═══ DATASET ENTRIES ═══

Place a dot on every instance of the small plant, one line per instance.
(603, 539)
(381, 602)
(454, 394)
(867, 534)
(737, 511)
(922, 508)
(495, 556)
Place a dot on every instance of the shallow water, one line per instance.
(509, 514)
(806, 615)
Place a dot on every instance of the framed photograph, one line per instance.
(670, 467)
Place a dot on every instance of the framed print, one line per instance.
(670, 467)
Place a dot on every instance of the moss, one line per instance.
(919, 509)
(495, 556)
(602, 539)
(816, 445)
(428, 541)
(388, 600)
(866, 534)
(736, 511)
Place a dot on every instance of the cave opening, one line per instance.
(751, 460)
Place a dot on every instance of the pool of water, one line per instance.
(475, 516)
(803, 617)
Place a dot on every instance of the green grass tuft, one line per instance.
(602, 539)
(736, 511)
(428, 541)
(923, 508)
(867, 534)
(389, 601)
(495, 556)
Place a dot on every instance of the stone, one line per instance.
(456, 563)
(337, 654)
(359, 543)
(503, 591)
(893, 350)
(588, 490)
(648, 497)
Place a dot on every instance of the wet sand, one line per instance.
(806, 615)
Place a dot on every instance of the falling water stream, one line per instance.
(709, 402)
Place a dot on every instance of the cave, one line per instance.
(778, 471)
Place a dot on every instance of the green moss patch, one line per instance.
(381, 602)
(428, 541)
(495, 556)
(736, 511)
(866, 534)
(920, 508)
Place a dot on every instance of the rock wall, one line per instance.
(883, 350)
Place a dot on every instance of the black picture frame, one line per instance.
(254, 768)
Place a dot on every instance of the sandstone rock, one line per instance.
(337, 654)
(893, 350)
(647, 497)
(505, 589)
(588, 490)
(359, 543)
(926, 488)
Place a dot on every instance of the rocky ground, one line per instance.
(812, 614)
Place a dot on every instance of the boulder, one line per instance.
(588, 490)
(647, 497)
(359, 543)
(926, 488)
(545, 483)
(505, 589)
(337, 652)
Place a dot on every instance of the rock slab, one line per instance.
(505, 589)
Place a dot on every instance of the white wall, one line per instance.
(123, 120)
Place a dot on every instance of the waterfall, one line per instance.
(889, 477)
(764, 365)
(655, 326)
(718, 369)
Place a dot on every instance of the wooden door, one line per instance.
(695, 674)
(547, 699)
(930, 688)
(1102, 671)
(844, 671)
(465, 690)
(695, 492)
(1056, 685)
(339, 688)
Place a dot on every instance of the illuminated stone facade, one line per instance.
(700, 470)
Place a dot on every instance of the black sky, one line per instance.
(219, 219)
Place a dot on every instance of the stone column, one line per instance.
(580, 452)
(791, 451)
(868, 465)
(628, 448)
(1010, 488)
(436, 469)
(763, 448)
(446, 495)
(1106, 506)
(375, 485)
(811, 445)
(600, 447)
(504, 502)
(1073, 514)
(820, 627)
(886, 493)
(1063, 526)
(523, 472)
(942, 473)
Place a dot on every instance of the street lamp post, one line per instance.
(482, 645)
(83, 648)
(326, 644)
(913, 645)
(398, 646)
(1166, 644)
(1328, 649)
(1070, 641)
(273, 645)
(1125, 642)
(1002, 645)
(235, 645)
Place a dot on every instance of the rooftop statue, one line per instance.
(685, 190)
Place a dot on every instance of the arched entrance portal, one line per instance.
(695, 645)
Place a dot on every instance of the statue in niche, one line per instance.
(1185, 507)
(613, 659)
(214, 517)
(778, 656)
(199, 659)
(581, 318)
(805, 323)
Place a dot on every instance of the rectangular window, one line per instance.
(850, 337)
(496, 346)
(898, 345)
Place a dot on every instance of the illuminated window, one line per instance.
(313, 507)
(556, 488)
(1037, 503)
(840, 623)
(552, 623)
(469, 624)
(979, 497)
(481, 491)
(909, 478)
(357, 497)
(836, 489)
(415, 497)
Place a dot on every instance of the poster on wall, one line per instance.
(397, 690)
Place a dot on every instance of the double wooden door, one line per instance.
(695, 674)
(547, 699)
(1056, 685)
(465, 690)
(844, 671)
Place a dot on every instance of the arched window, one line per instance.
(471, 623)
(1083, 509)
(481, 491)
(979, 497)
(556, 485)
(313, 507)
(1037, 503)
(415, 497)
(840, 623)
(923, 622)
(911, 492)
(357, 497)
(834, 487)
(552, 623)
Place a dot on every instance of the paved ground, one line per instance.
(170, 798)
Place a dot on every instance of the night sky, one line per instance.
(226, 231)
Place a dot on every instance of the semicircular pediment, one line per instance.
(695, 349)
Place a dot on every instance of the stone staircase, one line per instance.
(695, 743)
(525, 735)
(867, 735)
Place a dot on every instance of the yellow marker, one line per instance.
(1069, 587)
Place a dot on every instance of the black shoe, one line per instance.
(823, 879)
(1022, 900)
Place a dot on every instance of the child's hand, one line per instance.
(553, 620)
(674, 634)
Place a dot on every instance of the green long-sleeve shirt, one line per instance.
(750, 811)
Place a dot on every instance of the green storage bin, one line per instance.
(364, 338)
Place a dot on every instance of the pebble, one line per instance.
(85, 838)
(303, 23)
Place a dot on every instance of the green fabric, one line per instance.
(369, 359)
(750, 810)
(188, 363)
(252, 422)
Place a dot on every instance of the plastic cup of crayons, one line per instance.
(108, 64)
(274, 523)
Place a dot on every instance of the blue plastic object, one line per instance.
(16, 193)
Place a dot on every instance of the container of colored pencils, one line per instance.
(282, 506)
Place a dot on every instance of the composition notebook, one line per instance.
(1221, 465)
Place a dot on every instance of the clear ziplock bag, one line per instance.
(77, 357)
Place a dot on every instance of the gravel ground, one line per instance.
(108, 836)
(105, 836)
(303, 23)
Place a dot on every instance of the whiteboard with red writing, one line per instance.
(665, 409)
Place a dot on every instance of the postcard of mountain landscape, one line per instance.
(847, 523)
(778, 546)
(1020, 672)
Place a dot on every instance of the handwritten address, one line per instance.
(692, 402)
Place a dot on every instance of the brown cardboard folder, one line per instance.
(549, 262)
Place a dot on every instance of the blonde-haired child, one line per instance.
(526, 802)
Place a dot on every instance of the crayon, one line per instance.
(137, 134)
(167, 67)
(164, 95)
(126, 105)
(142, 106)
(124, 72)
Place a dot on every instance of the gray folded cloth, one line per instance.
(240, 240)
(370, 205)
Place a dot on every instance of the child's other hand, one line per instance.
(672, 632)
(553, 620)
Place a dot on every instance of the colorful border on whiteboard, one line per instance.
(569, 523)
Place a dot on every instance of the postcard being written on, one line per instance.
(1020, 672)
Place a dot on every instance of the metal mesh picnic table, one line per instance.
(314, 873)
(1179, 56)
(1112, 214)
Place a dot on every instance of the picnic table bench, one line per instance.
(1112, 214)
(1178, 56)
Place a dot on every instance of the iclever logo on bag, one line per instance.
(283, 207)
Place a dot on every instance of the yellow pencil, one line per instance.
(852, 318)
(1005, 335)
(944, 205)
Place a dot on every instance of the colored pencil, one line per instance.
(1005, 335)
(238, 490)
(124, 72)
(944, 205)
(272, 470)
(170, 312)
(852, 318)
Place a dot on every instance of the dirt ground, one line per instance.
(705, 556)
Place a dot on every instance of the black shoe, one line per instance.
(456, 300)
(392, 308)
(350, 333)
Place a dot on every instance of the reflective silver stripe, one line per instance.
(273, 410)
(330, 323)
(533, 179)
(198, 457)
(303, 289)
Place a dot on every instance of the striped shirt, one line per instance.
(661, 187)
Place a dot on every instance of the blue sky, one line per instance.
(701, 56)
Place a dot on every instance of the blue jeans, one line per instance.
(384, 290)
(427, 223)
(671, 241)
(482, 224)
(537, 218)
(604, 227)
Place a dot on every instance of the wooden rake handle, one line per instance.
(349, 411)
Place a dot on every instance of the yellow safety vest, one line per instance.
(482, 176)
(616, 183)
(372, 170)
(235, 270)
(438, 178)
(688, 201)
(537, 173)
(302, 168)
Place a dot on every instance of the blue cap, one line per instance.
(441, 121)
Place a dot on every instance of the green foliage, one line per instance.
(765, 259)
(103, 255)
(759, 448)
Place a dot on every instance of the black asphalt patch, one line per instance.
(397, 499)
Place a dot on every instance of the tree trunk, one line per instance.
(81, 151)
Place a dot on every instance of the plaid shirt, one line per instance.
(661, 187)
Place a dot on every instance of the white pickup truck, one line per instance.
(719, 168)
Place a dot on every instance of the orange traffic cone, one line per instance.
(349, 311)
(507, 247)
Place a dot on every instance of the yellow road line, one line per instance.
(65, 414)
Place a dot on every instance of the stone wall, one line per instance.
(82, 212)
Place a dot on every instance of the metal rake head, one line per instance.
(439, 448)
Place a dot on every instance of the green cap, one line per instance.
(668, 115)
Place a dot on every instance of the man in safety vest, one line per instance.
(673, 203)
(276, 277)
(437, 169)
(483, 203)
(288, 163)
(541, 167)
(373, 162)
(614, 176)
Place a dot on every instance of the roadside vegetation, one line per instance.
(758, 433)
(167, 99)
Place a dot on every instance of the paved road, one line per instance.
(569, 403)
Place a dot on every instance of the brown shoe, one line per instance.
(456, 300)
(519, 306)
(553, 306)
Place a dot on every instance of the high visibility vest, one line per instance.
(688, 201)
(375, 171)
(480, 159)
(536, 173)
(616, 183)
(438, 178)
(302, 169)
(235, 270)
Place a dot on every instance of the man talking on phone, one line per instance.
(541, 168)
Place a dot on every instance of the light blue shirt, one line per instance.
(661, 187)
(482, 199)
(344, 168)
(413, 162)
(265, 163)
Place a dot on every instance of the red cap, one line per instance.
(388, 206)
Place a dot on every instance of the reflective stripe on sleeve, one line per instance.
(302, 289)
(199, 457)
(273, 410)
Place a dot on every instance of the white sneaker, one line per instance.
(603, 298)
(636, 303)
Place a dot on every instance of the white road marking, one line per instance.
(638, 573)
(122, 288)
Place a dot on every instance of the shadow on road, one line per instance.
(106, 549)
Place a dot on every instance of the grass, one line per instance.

═══

DIRECTION
Using the material above, reproduce exactly the line that contains "Place a dot on every instance of the man in" and all lines after it through the last one, and only those.

FINAL RESULT
Place a dot on every instance of the man in safety vest, one line per instance.
(673, 203)
(276, 277)
(437, 169)
(483, 203)
(288, 163)
(541, 167)
(373, 162)
(614, 176)
Place a dot on every instance of the roadside vegetation, one line per instance.
(758, 433)
(167, 99)
Place a dot on every instance of the paved road, one line per instance.
(569, 403)
Place a dot on every instance of the brown shoe, one line per instance.
(456, 300)
(519, 306)
(553, 306)
Place a dot on every instance of the high visibility vest, one line per instance.
(688, 201)
(375, 171)
(480, 159)
(536, 173)
(616, 183)
(438, 178)
(302, 169)
(235, 270)
Place a dot on every instance of the man talking on phone, one line per instance.
(541, 168)
Place a dot on every instance of the light blue shirt, one line per instance.
(661, 187)
(482, 199)
(344, 168)
(413, 162)
(265, 163)
Place a dot on every instance of the red cap, one line per instance.
(388, 206)
Place a dot on every instance of the reflective stripe on sleeve, one line per instance.
(302, 289)
(199, 457)
(273, 410)
Place a dot on every instance of the white sneaker, one line per instance.
(603, 298)
(636, 303)
Place a dot on every instance of the white road marking, one line per instance.
(638, 573)
(122, 288)
Place a dot on every instance of the shadow on road, one line per instance.
(106, 549)
Place a dot on every instance of the grass, one line per instance.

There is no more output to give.